┌─ Record list

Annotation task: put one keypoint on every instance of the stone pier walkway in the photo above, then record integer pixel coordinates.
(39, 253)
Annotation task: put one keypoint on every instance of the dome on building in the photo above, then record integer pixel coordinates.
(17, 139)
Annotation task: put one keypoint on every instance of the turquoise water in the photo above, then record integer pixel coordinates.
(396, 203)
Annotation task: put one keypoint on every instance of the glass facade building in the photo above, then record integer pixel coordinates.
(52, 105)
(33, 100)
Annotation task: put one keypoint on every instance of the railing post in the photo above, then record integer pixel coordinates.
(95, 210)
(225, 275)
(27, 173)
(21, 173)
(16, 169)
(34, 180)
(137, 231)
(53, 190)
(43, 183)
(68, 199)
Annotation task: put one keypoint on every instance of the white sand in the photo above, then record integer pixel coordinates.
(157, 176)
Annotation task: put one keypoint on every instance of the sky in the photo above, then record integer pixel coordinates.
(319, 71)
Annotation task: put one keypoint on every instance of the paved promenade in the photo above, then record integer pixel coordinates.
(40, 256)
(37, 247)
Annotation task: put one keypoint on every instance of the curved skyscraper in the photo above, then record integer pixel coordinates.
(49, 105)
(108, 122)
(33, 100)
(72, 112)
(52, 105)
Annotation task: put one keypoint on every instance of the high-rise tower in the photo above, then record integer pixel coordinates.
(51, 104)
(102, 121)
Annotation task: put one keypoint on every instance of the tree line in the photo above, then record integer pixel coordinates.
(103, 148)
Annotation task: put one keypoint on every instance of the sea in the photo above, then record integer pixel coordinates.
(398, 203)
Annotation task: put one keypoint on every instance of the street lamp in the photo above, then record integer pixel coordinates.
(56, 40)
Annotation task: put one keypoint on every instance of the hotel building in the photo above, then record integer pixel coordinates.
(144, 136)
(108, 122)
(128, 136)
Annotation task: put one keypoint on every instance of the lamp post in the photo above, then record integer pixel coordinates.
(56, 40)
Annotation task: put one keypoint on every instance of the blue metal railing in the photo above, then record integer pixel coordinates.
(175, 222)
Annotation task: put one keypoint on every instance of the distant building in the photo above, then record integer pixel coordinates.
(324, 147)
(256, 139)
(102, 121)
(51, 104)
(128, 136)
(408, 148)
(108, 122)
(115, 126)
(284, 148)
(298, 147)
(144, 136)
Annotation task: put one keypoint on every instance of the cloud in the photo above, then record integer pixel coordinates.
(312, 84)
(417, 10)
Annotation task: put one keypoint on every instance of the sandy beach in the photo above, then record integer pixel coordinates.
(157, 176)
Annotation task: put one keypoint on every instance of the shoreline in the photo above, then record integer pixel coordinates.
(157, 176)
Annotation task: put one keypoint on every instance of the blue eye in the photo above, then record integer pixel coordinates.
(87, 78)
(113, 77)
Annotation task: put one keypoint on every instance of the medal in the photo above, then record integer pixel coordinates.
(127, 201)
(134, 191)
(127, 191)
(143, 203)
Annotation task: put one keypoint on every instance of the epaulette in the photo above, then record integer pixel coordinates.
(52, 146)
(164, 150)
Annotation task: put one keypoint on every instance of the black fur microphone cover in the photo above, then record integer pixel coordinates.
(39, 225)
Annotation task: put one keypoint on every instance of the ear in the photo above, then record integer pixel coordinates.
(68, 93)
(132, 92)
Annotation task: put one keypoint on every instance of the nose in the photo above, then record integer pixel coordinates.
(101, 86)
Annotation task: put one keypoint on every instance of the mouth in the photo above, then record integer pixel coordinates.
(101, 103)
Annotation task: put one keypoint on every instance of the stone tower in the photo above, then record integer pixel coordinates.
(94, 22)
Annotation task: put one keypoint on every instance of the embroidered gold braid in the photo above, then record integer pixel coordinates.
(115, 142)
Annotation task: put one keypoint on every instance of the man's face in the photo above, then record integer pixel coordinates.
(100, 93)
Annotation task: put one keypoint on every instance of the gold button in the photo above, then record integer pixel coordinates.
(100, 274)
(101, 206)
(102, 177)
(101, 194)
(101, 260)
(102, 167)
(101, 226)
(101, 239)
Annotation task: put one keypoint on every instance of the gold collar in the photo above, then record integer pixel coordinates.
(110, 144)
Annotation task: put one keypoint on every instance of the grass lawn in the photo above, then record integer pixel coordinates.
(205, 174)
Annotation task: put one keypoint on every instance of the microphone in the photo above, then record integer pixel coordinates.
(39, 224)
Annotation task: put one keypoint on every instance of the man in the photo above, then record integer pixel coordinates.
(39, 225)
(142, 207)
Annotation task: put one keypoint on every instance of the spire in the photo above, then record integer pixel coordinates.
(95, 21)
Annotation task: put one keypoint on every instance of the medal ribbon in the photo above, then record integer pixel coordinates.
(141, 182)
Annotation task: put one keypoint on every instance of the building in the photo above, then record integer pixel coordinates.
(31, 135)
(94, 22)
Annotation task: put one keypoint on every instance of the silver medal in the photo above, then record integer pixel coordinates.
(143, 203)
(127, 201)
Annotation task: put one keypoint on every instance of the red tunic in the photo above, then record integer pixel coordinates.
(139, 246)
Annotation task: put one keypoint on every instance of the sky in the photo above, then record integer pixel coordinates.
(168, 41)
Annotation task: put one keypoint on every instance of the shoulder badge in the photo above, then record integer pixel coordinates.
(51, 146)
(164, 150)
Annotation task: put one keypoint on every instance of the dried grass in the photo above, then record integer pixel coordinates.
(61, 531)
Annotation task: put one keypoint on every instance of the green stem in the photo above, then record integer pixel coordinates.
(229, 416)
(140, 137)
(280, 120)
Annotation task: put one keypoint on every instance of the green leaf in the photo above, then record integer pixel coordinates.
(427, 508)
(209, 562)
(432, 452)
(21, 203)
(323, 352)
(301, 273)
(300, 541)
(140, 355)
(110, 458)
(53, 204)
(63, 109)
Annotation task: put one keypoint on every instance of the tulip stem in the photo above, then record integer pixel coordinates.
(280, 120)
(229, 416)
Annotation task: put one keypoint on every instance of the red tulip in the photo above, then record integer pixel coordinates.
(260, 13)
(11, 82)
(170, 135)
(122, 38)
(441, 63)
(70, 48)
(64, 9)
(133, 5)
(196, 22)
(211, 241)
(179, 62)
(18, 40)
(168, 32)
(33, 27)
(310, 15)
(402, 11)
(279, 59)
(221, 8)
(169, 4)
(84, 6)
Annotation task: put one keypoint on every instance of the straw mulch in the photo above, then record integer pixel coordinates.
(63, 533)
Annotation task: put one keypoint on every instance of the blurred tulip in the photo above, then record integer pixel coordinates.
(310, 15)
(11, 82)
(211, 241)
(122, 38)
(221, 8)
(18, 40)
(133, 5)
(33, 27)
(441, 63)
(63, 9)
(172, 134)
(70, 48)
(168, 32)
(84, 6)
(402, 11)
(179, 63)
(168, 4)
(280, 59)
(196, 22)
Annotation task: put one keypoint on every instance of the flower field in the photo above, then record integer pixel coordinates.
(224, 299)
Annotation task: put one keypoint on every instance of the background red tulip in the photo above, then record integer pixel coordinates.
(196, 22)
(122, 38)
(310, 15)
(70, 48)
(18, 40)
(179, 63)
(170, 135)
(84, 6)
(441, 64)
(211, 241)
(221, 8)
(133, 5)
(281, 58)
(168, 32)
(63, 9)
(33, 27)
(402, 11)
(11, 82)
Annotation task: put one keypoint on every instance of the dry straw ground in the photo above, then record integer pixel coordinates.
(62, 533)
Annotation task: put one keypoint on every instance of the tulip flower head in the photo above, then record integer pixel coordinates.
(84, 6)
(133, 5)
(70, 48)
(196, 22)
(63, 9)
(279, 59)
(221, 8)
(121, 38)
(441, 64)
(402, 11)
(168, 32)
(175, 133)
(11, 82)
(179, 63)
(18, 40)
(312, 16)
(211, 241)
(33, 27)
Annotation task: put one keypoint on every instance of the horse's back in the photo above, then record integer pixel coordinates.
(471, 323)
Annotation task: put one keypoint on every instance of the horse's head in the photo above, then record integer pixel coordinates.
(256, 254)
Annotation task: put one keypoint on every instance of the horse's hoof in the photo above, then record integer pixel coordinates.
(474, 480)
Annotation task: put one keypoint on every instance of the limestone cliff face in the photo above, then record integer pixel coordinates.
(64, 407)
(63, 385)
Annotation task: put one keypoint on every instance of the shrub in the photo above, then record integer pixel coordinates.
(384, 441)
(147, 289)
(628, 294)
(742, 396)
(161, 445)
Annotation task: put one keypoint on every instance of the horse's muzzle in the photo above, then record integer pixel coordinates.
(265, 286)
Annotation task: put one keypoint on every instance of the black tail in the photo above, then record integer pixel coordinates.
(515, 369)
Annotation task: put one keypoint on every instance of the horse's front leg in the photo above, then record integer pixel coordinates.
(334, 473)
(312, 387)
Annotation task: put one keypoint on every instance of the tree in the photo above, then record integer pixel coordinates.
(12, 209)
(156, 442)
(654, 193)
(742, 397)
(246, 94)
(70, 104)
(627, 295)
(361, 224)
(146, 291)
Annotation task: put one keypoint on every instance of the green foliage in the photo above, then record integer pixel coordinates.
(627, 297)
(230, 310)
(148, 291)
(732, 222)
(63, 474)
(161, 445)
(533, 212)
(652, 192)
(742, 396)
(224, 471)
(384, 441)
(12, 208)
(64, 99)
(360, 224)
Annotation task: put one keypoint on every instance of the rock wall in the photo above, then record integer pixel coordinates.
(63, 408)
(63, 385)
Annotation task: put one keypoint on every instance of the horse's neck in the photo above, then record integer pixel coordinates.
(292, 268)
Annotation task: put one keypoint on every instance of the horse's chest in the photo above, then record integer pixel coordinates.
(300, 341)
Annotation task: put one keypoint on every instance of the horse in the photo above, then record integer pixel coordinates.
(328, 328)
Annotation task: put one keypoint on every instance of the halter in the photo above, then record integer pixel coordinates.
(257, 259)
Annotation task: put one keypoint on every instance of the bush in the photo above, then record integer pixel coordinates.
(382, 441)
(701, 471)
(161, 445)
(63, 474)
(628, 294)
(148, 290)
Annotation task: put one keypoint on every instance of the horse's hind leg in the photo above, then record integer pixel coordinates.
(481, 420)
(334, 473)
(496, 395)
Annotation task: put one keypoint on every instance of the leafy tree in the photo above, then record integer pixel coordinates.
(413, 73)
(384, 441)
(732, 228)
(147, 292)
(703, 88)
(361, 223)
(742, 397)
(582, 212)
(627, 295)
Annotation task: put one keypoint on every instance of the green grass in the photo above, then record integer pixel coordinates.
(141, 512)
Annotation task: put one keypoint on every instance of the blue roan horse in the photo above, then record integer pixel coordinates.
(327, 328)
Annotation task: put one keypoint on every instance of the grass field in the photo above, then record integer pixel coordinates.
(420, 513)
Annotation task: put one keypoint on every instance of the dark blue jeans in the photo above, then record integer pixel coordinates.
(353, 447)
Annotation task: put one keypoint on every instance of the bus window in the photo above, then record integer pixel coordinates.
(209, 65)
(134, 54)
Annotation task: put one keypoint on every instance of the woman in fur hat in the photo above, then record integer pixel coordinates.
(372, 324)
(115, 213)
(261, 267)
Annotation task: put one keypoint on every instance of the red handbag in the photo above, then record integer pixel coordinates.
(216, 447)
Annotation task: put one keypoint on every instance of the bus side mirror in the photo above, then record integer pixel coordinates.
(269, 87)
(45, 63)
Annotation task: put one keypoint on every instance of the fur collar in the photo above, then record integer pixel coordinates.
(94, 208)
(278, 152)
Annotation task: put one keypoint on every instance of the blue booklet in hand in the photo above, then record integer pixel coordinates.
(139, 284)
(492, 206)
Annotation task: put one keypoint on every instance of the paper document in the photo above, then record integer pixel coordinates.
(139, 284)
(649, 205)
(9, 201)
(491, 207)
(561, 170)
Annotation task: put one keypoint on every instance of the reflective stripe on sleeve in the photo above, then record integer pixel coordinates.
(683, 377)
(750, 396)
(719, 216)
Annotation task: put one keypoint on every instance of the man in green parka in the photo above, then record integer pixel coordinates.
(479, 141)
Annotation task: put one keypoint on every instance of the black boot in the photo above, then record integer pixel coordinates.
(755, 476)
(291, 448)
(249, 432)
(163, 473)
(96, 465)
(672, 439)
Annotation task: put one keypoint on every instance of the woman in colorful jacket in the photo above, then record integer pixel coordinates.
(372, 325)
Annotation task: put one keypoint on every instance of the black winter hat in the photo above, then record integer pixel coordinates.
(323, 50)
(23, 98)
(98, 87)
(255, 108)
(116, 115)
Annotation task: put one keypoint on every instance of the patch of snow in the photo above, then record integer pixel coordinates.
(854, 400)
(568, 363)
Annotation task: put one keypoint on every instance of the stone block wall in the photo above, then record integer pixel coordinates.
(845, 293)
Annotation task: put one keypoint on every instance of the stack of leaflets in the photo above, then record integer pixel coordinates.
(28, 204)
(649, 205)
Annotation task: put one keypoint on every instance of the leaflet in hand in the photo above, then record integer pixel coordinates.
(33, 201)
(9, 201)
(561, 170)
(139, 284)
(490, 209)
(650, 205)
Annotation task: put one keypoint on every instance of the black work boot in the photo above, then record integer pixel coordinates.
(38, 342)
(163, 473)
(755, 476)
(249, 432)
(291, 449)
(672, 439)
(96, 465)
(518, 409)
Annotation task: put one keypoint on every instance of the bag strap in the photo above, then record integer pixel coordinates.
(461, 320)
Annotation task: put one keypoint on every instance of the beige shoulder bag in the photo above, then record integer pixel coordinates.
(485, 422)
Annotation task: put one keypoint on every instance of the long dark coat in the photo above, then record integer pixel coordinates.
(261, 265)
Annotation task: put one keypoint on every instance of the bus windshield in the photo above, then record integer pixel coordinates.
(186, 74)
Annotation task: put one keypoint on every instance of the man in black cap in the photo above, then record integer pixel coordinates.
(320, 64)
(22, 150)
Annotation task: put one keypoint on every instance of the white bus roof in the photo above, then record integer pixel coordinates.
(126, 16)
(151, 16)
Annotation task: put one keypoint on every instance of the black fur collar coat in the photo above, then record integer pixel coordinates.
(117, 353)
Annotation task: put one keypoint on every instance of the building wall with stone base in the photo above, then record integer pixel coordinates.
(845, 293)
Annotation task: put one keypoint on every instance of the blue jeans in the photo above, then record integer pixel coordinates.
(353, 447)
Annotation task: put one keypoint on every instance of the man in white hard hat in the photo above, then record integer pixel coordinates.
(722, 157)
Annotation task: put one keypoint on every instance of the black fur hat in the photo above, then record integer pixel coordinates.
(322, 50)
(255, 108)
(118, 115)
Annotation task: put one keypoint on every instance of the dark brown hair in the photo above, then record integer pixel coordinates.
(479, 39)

└─

Repeat only the lines from the one holding "the black work" through the last line of the data.

Annotation task: put one keypoint on every instance of the black work boot in the photo above, then record integer pixel coordinates.
(38, 342)
(163, 473)
(755, 476)
(249, 432)
(291, 449)
(672, 439)
(96, 465)
(518, 409)
Annotation task: put one keypoint on every instance of the bag strap in the photo above, then record integer pixel coordinates.
(461, 320)
Annotation task: put one keypoint on every instance of the beige shoulder bag in the photo above, then record integer pixel coordinates.
(485, 422)
Annotation task: put one keypoint on every instance of the long dark coat in the photo above, then record integer pixel coordinates.
(261, 265)
Annotation task: put one keypoint on every instance of the bus windshield in the photo above, then record integer pixel coordinates.
(186, 74)
Annotation task: put one keypoint on every instance of the man in black cap in the photo above, then record integer pixel coordinates.
(320, 64)
(22, 150)
Annotation task: put one keypoint on every instance of the white bus roof in the photo above, then record integer pixel coordinates.
(126, 16)
(151, 16)
Annotation task: put one keypoint on every instance of the black fur collar coat in the photo above, then record integer pixel coordinates.
(117, 353)
Annotation task: put one keypoint on every instance of the building wall with stone base in the photo above, then record integer pixel coordinates.
(845, 293)
Annotation task: put one keypoint on every instance of the blue jeans in the photo above, then record integer pixel coordinates.
(353, 447)
Annotation task: put one keypoint on every instance of the man in white hard hat in the photo above, then record integer pixel coordinates.
(722, 157)
Annotation task: put one keypoint on every instance of the black fur hat in the photo above, then record integer pixel coordinates.
(322, 50)
(255, 108)
(118, 115)
Annotation task: put one keypoint on every instance of the dark brown hair in the photo above, then record integer pixel coordinates.
(479, 39)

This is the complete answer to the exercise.